▶ THE REQUEST: Locate each line in the records that contains the word "clear" and copy those lines out in full.

▶ EXERCISE INPUTS:
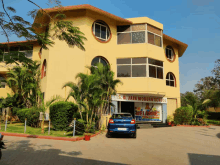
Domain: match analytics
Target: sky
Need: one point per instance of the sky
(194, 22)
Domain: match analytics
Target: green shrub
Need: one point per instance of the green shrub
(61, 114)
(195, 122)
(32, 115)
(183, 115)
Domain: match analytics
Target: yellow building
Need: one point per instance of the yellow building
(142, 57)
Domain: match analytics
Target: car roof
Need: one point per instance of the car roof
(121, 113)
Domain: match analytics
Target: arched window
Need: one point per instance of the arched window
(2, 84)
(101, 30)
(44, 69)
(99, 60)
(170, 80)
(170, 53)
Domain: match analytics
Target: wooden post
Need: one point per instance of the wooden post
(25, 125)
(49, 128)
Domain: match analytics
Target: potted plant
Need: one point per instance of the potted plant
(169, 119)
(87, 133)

* * *

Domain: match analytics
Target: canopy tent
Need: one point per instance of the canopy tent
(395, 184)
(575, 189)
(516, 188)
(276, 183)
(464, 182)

* * *

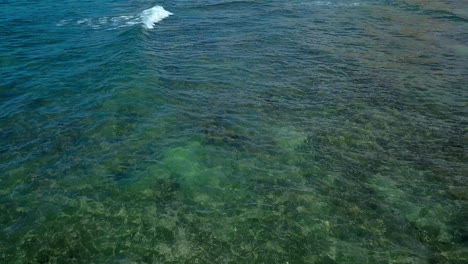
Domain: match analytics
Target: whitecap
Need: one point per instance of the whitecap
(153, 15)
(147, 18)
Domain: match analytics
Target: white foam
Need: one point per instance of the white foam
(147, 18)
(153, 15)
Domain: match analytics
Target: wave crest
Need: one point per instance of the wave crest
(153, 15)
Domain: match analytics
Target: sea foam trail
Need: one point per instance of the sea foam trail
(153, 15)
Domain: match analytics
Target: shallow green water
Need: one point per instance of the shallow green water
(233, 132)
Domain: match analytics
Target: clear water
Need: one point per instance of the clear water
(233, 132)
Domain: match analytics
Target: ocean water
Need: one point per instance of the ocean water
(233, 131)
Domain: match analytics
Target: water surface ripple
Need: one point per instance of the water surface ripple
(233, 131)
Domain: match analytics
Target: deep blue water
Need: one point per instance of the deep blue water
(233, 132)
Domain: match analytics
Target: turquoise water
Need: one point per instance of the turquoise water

▶ RESULT FOR THIS EXERCISE:
Target: clear water
Need: one point per instance of the clear water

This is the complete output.